▶ **Requirement a**
Report every line in the records below that contains the string "door". Case counts.

▶ **Quoted text**
════

Interesting Birding

~Bobolink in the Black Dirt, 08/26/17.~

Friday night’s shorebirds were definitely the highlight of this weekend’s birding, but I did get out both Saturday and Sunday mornings, trying mostly for shorebirds. I had mostly the usuals and my best birds for the weekend were 3 BAIRD’S SANDPIPERS first thing Saturday Morning in the Black Dirt. Also noteworthy was a single Pectoral Sandpiper at Citgo Pond on Sunday morning.

I feel like I have some interesting birding experiences recently. The one that stands out most for me was Saturday morning, when I found a bird at Pine Island Turf Nursery (remember – by permission only), that I was unable to identify. I am at the point with my birding that, when I’m in the black dirt, it’s unusual for me not to be able to identify a bird. Luckily, I was able to get some photos of the bird and I sent them immediately to John Haas and Rob Stone. Both came back with the same answer: a hatch year HORNED LARK. Rob added that it likely had recently fledged. When I first saw the bird, I was thinking HOLA or maybe American Pipit, but looking at it, I could not pin it down. It was really cool to see this bird and also excellent to document that HOLAs are breeding in Orange County. There was a tremendous amount of heat distortion in the air Saturday morning, and I photographed the bird from my car, so I think the heat from my car distorted the pics. What an interesting looking bird:

~Hatch year Horned Lark at Pine Island Turf Nursery 08/26/17.~
~Another look at the hatch year HOLA, Pine Island Turf Nursery 08/26/17. Look at the “jowls” on this bird!~

Also on Saturday morning: At Turtle Bay, I had a pair of young Cooper’s Hawk’s in a distant field. They were among a murder of crows, perhaps 25 or so. The crows were making a racket generally harassing the hawks, as they do. The young hawks seemed to think this was a game and repeatedly chased the crows, sometimes flying after them and other times “hopping” towards them.

All week, Bobolinks have been present in large flocks in the black dirt. They have been quite a sight and I was hoping that I would eventually get a decent photo op; I finally did on Saturday morning and I’ve include my best shot at the top of this post.

════

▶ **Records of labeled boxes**
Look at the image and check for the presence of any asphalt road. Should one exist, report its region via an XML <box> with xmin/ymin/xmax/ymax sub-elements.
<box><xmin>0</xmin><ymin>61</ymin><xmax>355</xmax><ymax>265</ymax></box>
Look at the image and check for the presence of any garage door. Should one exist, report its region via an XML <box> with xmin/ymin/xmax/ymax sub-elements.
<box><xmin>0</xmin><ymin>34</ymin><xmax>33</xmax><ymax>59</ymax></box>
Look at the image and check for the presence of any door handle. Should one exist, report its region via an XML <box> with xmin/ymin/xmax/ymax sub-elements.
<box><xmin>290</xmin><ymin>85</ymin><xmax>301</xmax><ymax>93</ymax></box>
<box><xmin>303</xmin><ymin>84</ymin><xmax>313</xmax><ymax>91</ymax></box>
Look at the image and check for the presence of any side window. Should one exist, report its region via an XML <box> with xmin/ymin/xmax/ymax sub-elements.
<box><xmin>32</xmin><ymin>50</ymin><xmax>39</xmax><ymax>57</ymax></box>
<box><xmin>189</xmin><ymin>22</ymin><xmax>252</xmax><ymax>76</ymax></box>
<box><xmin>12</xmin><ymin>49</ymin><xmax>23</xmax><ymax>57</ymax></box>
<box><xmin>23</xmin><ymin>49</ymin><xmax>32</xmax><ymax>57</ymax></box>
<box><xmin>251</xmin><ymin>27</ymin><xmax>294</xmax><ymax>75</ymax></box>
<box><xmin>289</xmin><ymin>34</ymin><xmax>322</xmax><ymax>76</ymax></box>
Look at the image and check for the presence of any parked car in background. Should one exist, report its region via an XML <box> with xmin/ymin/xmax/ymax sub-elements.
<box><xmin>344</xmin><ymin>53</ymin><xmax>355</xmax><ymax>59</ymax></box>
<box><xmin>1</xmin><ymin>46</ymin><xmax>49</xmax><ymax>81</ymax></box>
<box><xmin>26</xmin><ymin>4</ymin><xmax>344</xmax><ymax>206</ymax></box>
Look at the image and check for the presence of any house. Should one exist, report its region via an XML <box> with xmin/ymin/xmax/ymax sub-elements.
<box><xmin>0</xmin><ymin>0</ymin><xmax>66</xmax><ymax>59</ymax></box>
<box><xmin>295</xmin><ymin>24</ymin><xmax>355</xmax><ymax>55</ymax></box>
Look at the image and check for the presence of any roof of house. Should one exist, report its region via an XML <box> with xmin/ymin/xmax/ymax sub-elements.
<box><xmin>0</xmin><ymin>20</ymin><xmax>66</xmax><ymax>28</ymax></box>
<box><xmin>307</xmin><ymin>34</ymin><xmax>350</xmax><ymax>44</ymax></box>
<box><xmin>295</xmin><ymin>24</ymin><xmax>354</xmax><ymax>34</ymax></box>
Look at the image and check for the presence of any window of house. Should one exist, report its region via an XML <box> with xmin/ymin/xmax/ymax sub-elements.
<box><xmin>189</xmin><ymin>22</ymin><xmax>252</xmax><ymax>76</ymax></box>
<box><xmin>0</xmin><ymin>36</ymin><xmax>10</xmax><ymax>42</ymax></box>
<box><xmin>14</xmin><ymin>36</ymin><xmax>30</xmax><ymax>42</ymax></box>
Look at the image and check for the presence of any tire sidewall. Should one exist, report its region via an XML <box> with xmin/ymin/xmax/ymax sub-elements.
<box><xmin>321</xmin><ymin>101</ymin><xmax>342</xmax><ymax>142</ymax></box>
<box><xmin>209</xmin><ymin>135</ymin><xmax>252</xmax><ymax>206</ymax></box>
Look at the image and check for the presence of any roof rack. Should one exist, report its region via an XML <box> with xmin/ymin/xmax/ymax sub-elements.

════

▶ **Requirement b**
Switch "Pectoral Sandpiper" to "Least Sandpiper" in the birding post above, and write out the passage that begins at the words "Friday night’s shorebirds" and stops after "on Sunday morning.".

▶ **Full response a**
Look at the image and check for the presence of any garage door. Should one exist, report its region via an XML <box> with xmin/ymin/xmax/ymax sub-elements.
Look at the image and check for the presence of any door handle. Should one exist, report its region via an XML <box> with xmin/ymin/xmax/ymax sub-elements.

▶ **Full response b**
Friday night’s shorebirds were definitely the highlight of this weekend’s birding, but I did get out both Saturday and Sunday mornings, trying mostly for shorebirds. I had mostly the usuals and my best birds for the weekend were 3 BAIRD’S SANDPIPERS first thing Saturday Morning in the Black Dirt. Also noteworthy was a single Least Sandpiper at Citgo Pond on Sunday morning.